## Page extract
=-=-=-=-=

But I don’t see anyone arresting me, medicating me and putting me in hospitals or jail because I have delusions. I don’t hear voices, but I’ve silently understood communications from things that most people wouldn’t pay any heed to and it’s made me do strange stuff, just not break the law. But I’m just classed in with all the mentally “healthy”, so that’s why I suggested that division between mentally ill and mentally healthy.

Mental “illness” is a strange classification anyway when it’s sometimes healthy for things like creativity and straying for the norm in general, but that’s another point entirely. I’m not saying paranoia and depression is nice, but it’s potentially very useful. Stop me if I’m offending you, I do get that traumatic experiences can render some people particularly sensitive about certain kinds of talk/suggestion concerning their episodes.

You’ve offended me by thinking you can offend me :smiley: (not really. )

=-=-=-=-=

## Collected data
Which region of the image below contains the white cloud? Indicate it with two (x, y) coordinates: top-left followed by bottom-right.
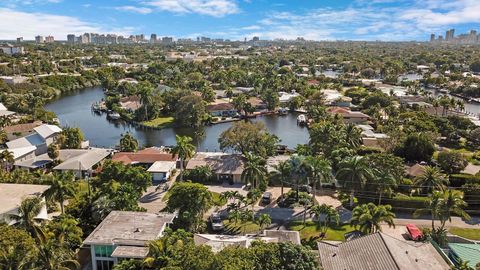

=-=-=-=-=

## To do
1. In the post about mental illness, what does the writer say they do not hear?
2. Sum up the post about mental illness in two sentences.
3. Copy word for word the part of the post about mental illness that begins at the words "But I don’t" and stops after "concerning their episodes.".

## Task-by-task outputs
1. Voices.

2. The writer says they have delusions and have acted strangely on communications others would ignore, yet they are classed as mentally healthy rather than arrested or medicated, which is why they suggested the division between mentally ill and mentally healthy. They call mental illness a strange classification because it can be healthy for creativity, describe paranoia and depression as potentially useful, and ask to be stopped if they are offending, to which the reply jokes that the offense was thinking they could offend.

3.
But I don’t see anyone arresting me, medicating me and putting me in hospitals or jail because I have delusions. I don’t hear voices, but I’ve silently understood communications from things that most people wouldn’t pay any heed to and it’s made me do strange stuff, just not break the law. But I’m just classed in with all the mentally “healthy”, so that’s why I suggested that division between mentally ill and mentally healthy.

Mental “illness” is a strange classification anyway when it’s sometimes healthy for things like creativity and straying for the norm in general, but that’s another point entirely. I’m not saying paranoia and depression is nice, but it’s potentially very useful. Stop me if I’m offending you, I do get that traumatic experiences can render some people particularly sensitive about certain kinds of talk/suggestion concerning their episodes.